Stored data entries:
········

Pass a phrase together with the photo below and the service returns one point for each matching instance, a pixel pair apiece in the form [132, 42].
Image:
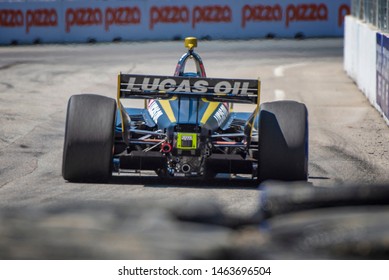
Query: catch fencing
[374, 12]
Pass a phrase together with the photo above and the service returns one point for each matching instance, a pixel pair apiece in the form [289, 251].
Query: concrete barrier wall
[366, 60]
[109, 20]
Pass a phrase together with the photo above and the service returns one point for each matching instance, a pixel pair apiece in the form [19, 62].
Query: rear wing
[166, 87]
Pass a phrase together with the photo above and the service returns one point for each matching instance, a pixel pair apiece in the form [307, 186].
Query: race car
[187, 128]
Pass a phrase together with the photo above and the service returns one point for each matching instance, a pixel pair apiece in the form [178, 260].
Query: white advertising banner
[110, 20]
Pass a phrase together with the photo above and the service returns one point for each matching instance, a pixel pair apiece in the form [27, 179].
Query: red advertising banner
[78, 21]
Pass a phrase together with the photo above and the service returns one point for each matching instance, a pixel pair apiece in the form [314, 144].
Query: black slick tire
[89, 138]
[283, 141]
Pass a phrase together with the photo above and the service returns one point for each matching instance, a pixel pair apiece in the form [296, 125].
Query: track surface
[348, 139]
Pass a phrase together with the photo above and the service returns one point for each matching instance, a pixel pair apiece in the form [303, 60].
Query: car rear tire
[283, 141]
[89, 138]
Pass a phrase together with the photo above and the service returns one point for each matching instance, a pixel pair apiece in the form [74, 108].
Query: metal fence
[375, 12]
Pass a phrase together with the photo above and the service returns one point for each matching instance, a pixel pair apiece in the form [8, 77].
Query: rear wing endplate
[166, 87]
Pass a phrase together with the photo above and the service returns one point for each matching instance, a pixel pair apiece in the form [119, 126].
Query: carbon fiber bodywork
[187, 126]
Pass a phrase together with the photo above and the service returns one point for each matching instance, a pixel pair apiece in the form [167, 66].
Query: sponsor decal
[221, 114]
[168, 14]
[183, 14]
[154, 110]
[41, 18]
[306, 12]
[291, 13]
[190, 85]
[32, 18]
[122, 16]
[82, 17]
[11, 18]
[240, 16]
[211, 14]
[261, 13]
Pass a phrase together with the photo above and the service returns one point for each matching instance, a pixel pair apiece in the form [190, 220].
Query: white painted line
[279, 70]
[279, 94]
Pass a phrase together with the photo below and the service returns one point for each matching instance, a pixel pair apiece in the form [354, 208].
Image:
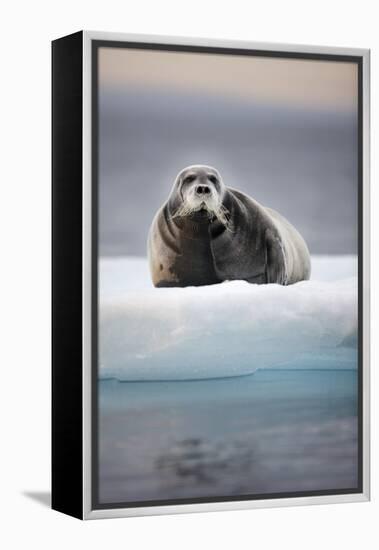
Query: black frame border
[231, 51]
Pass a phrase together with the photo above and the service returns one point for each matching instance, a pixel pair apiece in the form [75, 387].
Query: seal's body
[207, 233]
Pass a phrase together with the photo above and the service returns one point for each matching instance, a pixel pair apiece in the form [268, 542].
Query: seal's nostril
[203, 190]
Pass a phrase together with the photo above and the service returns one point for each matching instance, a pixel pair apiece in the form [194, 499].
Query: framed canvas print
[210, 275]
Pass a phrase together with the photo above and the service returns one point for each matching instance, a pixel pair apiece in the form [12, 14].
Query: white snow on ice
[228, 329]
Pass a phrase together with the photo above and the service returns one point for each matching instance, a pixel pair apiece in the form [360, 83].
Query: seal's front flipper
[276, 269]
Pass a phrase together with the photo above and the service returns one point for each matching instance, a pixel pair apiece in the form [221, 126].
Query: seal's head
[198, 193]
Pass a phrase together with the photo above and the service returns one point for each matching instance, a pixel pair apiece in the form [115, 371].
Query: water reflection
[274, 431]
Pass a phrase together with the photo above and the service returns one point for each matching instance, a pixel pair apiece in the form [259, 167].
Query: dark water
[274, 431]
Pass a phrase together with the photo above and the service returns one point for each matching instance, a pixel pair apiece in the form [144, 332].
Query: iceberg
[228, 329]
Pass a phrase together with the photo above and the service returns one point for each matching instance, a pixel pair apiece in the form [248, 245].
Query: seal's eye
[189, 179]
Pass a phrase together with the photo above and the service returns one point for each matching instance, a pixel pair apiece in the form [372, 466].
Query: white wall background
[27, 28]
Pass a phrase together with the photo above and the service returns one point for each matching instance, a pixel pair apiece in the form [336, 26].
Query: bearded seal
[207, 233]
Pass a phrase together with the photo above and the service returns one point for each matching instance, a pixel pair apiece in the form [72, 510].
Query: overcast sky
[283, 131]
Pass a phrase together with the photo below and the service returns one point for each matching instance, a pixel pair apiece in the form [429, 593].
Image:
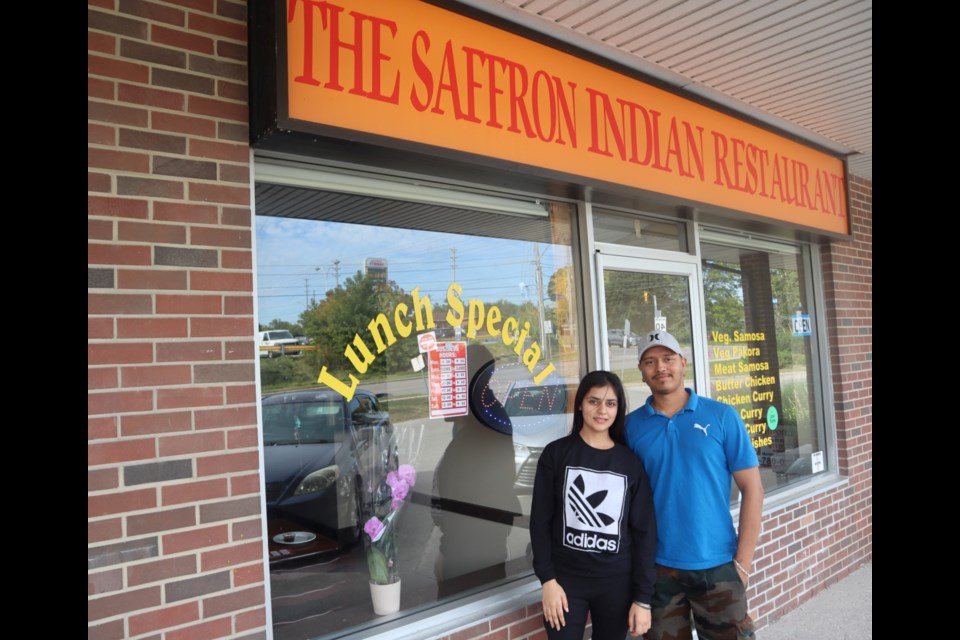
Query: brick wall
[174, 528]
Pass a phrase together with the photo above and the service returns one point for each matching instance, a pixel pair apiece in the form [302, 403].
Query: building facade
[236, 184]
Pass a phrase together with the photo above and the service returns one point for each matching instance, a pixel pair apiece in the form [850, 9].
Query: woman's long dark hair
[596, 379]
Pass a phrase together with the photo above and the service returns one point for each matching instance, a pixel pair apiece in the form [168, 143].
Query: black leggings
[607, 600]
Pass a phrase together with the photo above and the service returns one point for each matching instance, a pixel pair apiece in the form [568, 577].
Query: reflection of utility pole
[544, 341]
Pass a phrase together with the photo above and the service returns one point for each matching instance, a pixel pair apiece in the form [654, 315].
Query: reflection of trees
[723, 297]
[624, 292]
[332, 323]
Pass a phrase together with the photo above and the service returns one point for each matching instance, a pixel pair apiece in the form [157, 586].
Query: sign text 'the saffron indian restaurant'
[412, 71]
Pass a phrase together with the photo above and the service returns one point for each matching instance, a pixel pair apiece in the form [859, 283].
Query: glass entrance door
[638, 296]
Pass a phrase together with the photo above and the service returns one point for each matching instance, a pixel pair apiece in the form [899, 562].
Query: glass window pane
[635, 231]
[356, 298]
[759, 361]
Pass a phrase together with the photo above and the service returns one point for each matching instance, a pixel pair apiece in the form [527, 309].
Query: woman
[592, 524]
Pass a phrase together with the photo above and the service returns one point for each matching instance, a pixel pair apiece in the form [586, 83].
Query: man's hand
[639, 620]
[554, 604]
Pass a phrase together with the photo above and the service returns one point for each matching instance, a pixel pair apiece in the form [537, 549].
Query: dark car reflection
[312, 446]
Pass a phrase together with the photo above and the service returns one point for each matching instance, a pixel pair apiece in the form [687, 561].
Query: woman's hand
[554, 604]
[639, 620]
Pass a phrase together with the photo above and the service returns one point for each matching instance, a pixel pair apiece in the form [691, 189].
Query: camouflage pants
[716, 598]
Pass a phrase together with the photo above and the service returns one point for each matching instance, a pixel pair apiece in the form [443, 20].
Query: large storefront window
[399, 333]
[760, 351]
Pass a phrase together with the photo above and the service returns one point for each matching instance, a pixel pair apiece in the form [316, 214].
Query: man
[691, 446]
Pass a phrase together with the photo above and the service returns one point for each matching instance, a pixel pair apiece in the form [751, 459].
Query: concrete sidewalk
[843, 611]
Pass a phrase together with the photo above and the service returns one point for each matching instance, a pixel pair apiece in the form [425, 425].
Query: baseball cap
[658, 339]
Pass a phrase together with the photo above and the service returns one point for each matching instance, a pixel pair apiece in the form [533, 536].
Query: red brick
[189, 304]
[101, 134]
[115, 303]
[229, 417]
[150, 97]
[191, 443]
[116, 207]
[219, 237]
[149, 187]
[238, 305]
[235, 554]
[192, 397]
[118, 353]
[101, 428]
[104, 582]
[110, 402]
[217, 108]
[99, 182]
[164, 569]
[221, 326]
[120, 503]
[104, 530]
[117, 69]
[242, 438]
[230, 152]
[118, 160]
[242, 350]
[184, 212]
[117, 254]
[171, 615]
[235, 173]
[186, 124]
[154, 12]
[189, 351]
[236, 259]
[183, 40]
[231, 90]
[155, 375]
[116, 114]
[151, 232]
[250, 574]
[246, 620]
[151, 327]
[220, 281]
[102, 479]
[246, 394]
[156, 423]
[100, 88]
[99, 229]
[237, 217]
[122, 451]
[160, 521]
[202, 192]
[219, 628]
[129, 600]
[193, 491]
[101, 42]
[228, 463]
[151, 279]
[194, 539]
[221, 28]
[101, 378]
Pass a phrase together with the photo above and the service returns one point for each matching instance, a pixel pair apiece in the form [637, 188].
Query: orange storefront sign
[409, 70]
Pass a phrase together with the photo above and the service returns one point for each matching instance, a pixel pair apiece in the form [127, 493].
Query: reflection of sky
[295, 263]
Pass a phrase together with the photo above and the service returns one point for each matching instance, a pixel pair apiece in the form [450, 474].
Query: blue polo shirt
[690, 459]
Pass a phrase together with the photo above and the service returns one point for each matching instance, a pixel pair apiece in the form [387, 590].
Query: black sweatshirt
[592, 515]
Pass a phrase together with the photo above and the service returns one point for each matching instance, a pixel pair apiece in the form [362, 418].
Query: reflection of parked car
[538, 414]
[311, 441]
[615, 338]
[277, 338]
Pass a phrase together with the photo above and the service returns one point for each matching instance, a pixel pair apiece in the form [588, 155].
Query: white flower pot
[386, 597]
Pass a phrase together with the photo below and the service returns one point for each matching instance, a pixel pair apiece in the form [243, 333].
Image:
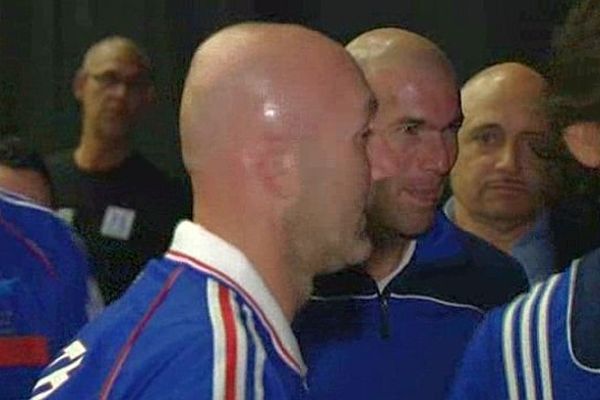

········

Return the total of lines in these records that hold "below", without any other words.

4